Entries for labeling bounding boxes:
· · ·

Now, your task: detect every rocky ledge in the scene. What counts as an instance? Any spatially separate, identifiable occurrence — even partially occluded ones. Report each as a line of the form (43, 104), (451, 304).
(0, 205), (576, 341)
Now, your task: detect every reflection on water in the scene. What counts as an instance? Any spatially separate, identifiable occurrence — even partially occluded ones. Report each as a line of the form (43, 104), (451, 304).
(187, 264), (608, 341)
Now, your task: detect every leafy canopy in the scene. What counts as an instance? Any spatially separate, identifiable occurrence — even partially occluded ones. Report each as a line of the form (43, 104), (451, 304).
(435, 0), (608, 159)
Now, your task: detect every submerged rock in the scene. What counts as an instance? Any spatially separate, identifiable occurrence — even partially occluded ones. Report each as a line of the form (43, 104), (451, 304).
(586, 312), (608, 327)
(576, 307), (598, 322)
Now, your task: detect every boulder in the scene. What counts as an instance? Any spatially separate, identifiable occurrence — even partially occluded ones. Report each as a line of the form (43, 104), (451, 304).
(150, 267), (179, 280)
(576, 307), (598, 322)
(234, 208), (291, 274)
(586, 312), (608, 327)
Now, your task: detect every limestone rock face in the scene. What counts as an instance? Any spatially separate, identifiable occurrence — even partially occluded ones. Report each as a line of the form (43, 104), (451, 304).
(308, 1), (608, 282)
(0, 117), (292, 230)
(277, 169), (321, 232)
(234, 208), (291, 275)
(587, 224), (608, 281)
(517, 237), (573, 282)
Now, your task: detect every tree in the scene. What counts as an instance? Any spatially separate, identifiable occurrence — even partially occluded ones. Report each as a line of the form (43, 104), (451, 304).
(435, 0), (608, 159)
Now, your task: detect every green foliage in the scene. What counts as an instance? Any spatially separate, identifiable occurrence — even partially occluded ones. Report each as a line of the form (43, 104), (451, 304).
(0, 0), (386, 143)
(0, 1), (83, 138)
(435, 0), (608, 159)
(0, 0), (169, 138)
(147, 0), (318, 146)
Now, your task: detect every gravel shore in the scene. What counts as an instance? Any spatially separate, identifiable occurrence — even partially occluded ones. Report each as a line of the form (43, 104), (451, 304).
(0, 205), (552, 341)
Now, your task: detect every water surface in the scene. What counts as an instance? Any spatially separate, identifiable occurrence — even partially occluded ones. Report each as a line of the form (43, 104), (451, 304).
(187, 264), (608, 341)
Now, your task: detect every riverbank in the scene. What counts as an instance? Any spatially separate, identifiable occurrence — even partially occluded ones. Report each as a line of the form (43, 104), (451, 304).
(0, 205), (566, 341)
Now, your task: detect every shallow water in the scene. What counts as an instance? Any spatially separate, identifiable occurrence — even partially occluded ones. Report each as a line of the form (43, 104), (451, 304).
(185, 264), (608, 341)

· · ·

▶ What is needed
Please output the lines, starting with the line that contains "Now, your task: detect every tree" and going through the last line, as a Markdown table with the columns Row and Line. Give each line a row number and leave out blank lines.

▶ Exercise result
| Row | Line |
|---|---|
| 1 | Now, your task: detect every tree in the scene. What counts as an instance? Any spatially separate, identifiable occurrence — even partially occluded ones. Report each as a line of the form (43, 104), (451, 304). |
| 2 | (435, 0), (608, 159) |
| 3 | Now, your task: detect every green foliage in the scene. What counts as an instance? Any spatially separate, identifiable occurrence — even partially occluded ones. Report each as a line of the form (43, 104), (451, 304). |
| 4 | (0, 0), (386, 143) |
| 5 | (0, 1), (83, 138) |
| 6 | (435, 0), (608, 159) |
| 7 | (0, 0), (169, 138) |
| 8 | (147, 0), (318, 146) |
| 9 | Now, your task: detect every gravel shore in the scene. What counts as an instance? Any spatially separate, identifiable occurrence — even partially occluded ones. Report each as a line of the form (43, 104), (451, 304). |
| 10 | (0, 205), (552, 341) |
| 11 | Now, your task: detect every water surface in the scene. What counts as an instance? Any spatially separate, identifiable occurrence — even partially occluded ones. Report each as a line of the form (43, 104), (451, 304). |
| 12 | (187, 264), (608, 341) |
| 13 | Now, your task: detect every riverbank in the scene. What counts as an instance? Any spatially separate, identifiable occurrence — even partially occluded ones. Report each as a line of the form (43, 104), (451, 304). |
| 14 | (0, 205), (566, 341) |
| 15 | Now, your task: detect every shallow water in the scene. What counts as an instance? Any spatially separate, identifiable occurrence — even partially occluded ones. Report each as a line of the form (43, 104), (451, 304). |
| 16 | (185, 264), (608, 341) |